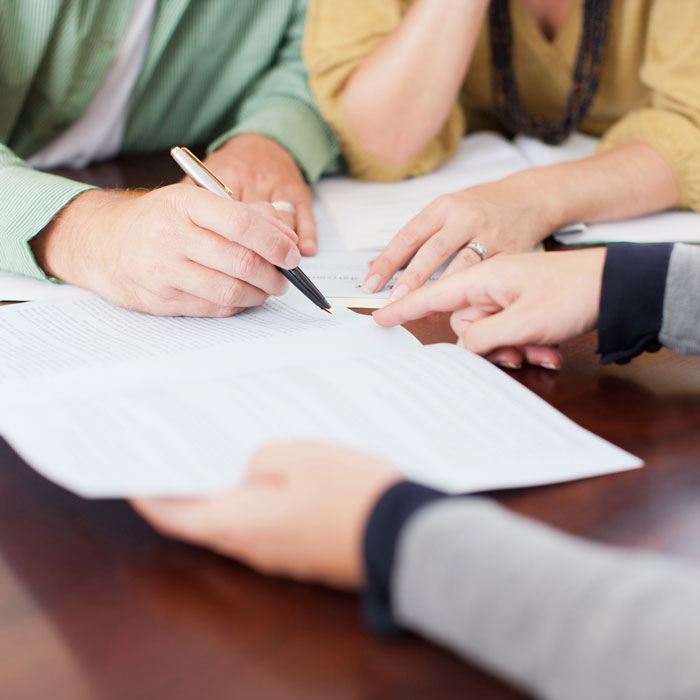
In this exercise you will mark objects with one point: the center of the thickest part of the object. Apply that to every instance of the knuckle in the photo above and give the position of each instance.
(445, 203)
(437, 247)
(477, 217)
(280, 246)
(246, 263)
(239, 220)
(231, 294)
(408, 238)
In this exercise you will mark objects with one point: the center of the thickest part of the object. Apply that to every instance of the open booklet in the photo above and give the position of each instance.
(367, 215)
(111, 403)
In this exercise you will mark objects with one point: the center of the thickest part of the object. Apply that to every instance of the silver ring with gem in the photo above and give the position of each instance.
(284, 205)
(479, 249)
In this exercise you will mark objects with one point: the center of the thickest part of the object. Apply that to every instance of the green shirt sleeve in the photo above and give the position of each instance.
(280, 106)
(30, 200)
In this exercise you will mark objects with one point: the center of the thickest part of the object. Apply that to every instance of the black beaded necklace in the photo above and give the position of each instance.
(508, 103)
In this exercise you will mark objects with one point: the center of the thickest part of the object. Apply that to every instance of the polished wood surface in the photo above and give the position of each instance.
(94, 604)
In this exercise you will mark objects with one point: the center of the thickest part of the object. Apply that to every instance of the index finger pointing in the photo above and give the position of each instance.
(444, 295)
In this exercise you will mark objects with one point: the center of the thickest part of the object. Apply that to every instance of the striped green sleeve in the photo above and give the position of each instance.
(280, 106)
(30, 200)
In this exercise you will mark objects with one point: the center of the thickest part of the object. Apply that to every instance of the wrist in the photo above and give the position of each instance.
(63, 247)
(541, 190)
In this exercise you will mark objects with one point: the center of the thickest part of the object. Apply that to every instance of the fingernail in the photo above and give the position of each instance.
(399, 292)
(371, 284)
(293, 258)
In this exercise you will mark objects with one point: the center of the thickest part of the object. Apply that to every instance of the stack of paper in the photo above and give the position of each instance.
(113, 403)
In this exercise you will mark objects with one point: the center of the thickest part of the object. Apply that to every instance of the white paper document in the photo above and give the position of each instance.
(112, 403)
(367, 215)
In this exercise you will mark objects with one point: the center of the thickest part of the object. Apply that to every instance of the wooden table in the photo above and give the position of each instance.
(94, 604)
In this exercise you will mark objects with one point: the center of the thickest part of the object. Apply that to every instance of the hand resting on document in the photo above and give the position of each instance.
(301, 513)
(513, 308)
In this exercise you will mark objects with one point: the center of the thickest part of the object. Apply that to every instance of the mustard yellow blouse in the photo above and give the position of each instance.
(649, 88)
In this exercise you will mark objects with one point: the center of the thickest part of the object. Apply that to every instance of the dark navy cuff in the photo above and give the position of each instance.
(384, 526)
(632, 300)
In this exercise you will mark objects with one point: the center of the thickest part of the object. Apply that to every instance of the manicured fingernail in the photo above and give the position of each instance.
(371, 284)
(399, 292)
(293, 258)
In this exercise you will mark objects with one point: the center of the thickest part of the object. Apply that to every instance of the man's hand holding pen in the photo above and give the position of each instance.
(174, 251)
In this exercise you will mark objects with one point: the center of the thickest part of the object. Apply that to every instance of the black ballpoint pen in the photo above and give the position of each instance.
(202, 176)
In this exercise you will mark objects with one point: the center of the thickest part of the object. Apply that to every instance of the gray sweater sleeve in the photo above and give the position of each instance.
(555, 615)
(680, 329)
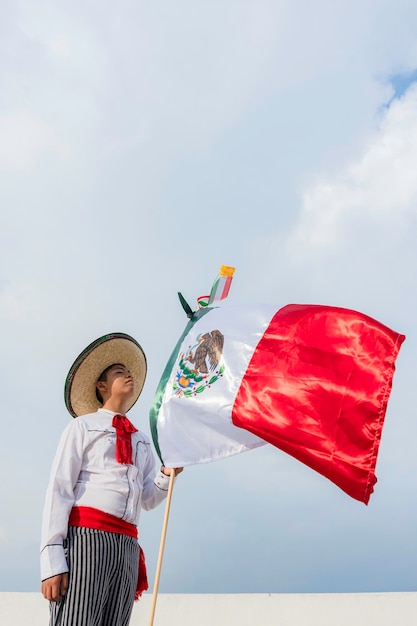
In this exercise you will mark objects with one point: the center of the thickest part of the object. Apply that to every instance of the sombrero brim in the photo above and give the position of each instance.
(80, 385)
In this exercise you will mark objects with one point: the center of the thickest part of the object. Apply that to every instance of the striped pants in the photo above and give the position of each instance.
(103, 571)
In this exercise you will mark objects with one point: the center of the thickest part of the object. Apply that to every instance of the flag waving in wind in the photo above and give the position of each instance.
(312, 380)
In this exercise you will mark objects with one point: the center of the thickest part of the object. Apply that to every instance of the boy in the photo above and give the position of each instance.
(103, 474)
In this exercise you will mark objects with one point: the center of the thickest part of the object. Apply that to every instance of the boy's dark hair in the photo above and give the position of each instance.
(103, 378)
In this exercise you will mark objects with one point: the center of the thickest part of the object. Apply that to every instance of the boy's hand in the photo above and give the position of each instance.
(55, 587)
(167, 470)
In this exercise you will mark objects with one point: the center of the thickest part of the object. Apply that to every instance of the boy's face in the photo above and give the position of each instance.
(119, 382)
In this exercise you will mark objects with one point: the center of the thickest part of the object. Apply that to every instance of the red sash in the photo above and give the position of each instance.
(88, 517)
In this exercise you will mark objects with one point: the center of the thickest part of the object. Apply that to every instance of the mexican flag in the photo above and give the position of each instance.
(312, 380)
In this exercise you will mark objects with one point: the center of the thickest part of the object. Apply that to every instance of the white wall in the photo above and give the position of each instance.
(375, 609)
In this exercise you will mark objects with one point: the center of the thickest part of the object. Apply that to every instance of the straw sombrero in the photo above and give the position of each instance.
(80, 385)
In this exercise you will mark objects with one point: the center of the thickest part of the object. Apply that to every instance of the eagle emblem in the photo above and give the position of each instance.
(199, 366)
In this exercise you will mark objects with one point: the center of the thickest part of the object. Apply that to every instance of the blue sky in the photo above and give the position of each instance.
(140, 149)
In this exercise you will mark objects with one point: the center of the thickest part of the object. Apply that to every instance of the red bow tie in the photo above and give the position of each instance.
(124, 429)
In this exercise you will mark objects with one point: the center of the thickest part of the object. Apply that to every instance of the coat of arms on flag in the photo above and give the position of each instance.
(312, 380)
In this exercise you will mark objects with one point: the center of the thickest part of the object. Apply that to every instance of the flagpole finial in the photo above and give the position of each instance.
(186, 306)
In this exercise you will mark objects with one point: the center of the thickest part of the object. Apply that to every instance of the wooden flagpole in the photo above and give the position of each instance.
(161, 547)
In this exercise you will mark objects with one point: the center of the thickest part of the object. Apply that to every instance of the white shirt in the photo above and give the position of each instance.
(85, 473)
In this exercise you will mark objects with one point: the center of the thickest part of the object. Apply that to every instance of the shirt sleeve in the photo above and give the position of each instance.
(155, 484)
(59, 499)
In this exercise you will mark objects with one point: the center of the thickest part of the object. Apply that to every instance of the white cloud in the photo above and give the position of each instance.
(24, 139)
(381, 185)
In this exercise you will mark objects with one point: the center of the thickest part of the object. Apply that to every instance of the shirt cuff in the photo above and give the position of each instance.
(53, 561)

----

§ **Work request**: All records above should be duplicated exactly, with the pictures omitted.

§ **Result for this exercise**:
In this exercise you will mark objects with one point: the center of the thickest part of the object. Apply that to every instance of the knuckle in the photo above and give the position of each instance.
(445, 203)
(437, 247)
(477, 217)
(280, 246)
(246, 263)
(239, 220)
(231, 294)
(408, 238)
In this exercise you will mark objects with one point: the center of the thickest part of the object. Apply that to every instance of the open booklet in the photo above and give the position of each instance.
(367, 215)
(111, 403)
In this exercise you will mark objects with one point: the center of the thickest part of the object. Apply that to every instance of the silver ring with gem in the photo above and give the position of each instance.
(284, 205)
(479, 249)
In this exercise you will mark objects with one point: the center of the thickest part of the object. Apply that to every instance of the green shirt sleeve in the photo above and give the position of each instance.
(280, 106)
(30, 200)
In this exercise you will mark objects with one point: the center of the thickest part of the object. Apply that to every instance of the black beaded necklace in the photo above and give the position of each instance.
(508, 103)
In this exercise you will mark objects with one point: the center of the thickest part of the object. Apply that to every instance of the polished wood surface in the photo above and give the position of each instance.
(94, 604)
In this exercise you will mark objects with one point: the center of the thickest part of the object. Apply that to every instance of the index finger pointing in the photo above and give the position of each instance.
(444, 295)
In this exercise you will mark objects with one point: the center of the thickest part of the object. Apply that to every instance of the striped green sleeve in the photo above and give the position of each instance.
(280, 106)
(30, 200)
In this exercise you will mark objects with one point: the center of the thickest part of the object. Apply that to every instance of the wrist in the photo above and give the position of each instance.
(63, 247)
(541, 190)
In this exercise you will mark objects with one point: the center of the thickest part of the object. Apply that to every instance of the fingernail in the photo above and give the position of each instance.
(399, 292)
(371, 284)
(293, 258)
In this exercise you will mark objects with one point: the center of the thickest part of the object. Apply that to every instance of the stack of paper in the photo above and give the position of each instance.
(113, 403)
In this exercise you will mark objects with one point: the center of the thickest part of the object. Apply that to every instance of the white paper document in the photo above and give the position of each instance.
(112, 403)
(367, 215)
In this exercise you will mark objects with one point: the center of the thickest part of the object. Apply that to every instance of the wooden table in the photo above and give the position of each instance.
(94, 604)
In this exercise you will mark objects with one point: the center of the thickest part of the object. Apply that to every instance of the hand resting on document in the photo above and give the position of each instance.
(301, 513)
(513, 308)
In this exercise you will mark objects with one point: the center of the thickest part of the object. Apply that to every instance of the mustard yellow blouse in the photo above and give the position of each instance.
(649, 88)
In this exercise you will mark objects with one point: the center of the thickest part of the object. Apply that to every instance of the dark navy cuff in the photo above and give the position of each instance.
(384, 526)
(632, 300)
In this exercise you will mark objects with one point: the center of the thickest part of the object. Apply that to every instance of the manicured fingernail in the photo above and give the position of each instance.
(371, 284)
(399, 292)
(293, 258)
In this exercise you will mark objects with one point: the center of the thickest part of the object. Apply that to every instance of the man's hand holding pen in the photo above and give the position of each instance.
(174, 251)
In this exercise you will mark objects with one point: the center of the thickest part of the object. Apply that to every instance of the black ballpoint pen in the photo above and give the position of each instance.
(202, 176)
In this exercise you will mark objects with one point: the center of the thickest part of the object. Apply that to every instance of the gray sweater sleeve in the photo above and give the position of each instance.
(555, 615)
(680, 329)
In this exercise you will mark objects with one point: the center of the thickest part of the object. Apply that to every instance of the sombrero brim in the photo above and give the position of each instance.
(80, 385)
In this exercise you will mark objects with one point: the center of the thickest part of the object. Apply that to every instance of the striped pants in the photo above and give the position of each instance.
(103, 571)
In this exercise you will mark objects with one point: the center of the thickest part of the object. Apply that to every instance of the flag waving in wind in the photo above and give the position of each instance.
(312, 380)
In this exercise you will mark objects with one point: the center of the thickest part of the object. Apply that to every instance of the boy in the photo above and give the position of each instance.
(103, 474)
In this exercise you will mark objects with one point: the center of the thickest part of the object. Apply that to every instance of the boy's dark hair in the photo above and give the position of each instance.
(103, 378)
In this exercise you will mark objects with one point: the center of the thickest part of the object. Apply that to every instance of the boy's hand in the photo above and give the position of each instance.
(55, 587)
(167, 470)
In this exercise you will mark objects with one point: the center of the thickest part of the object. Apply that to every instance of the boy's face in the photo above and give the position of each instance.
(119, 382)
In this exercise you will mark objects with one point: the center of the thickest part of the object. Apply that to every instance of the red sash in the photo above and give the position of each instance.
(88, 517)
In this exercise you will mark objects with one point: the center of the thickest part of the object. Apply that to every instance of the mexican flag in the photo above and give the position of each instance.
(312, 380)
In this exercise you will mark objects with one point: the center of the thickest part of the object. Apply that to every instance of the white wall in the photo above and give the position of each instance.
(375, 609)
In this exercise you will mark objects with one point: the center of the thickest part of the object. Apply that to every instance of the straw sombrero in the photo above and give the position of each instance.
(80, 385)
In this exercise you will mark objects with one point: the center of the thickest part of the object. Apply that to every instance of the eagle emblem in the photo above and give the position of each instance.
(199, 366)
In this exercise you will mark objects with one point: the center of the thickest part of the object. Apply that to every instance of the blue sky in the photo above and give the position of each instance.
(140, 149)
In this exercise you will mark objects with one point: the center of the thickest part of the object. Apply that to every instance of the red bow tie in the photo above and give the position of each instance.
(124, 429)
In this exercise you will mark objects with one point: the center of the thickest part of the object. Apply that to every instance of the coat of arms on flag in the photo above and give the position of each instance.
(312, 380)
In this exercise you will mark objects with one point: the center of the thickest part of the object. Apply that to every instance of the flagpole finial in the photo above and give the position of each instance.
(186, 306)
In this exercise you will mark objects with one point: the center of the thickest part of the object. Apply that to every instance of the wooden flagpole in the photo above and give the position of each instance.
(161, 547)
In this exercise you will mark objects with one point: the center of the thickest part of the object. Apply that to every instance of the white shirt in the photo above and give the position of each instance.
(85, 473)
In this exercise you will mark objects with one point: the center of the thickest part of the object. Apply that to every instance of the shirt sleeve in the photo above and give the position of each instance.
(155, 484)
(59, 499)
In this exercise you will mark objects with one point: the center of the thickest part of the object. Apply that to every instance of the white cloud in the photo above and give the position of each instance.
(24, 139)
(381, 185)
In this exercise you will mark objects with one point: the center of the thickest part of the object. Apply that to every instance of the shirt cuff in the photo above and give the position of each instance.
(53, 561)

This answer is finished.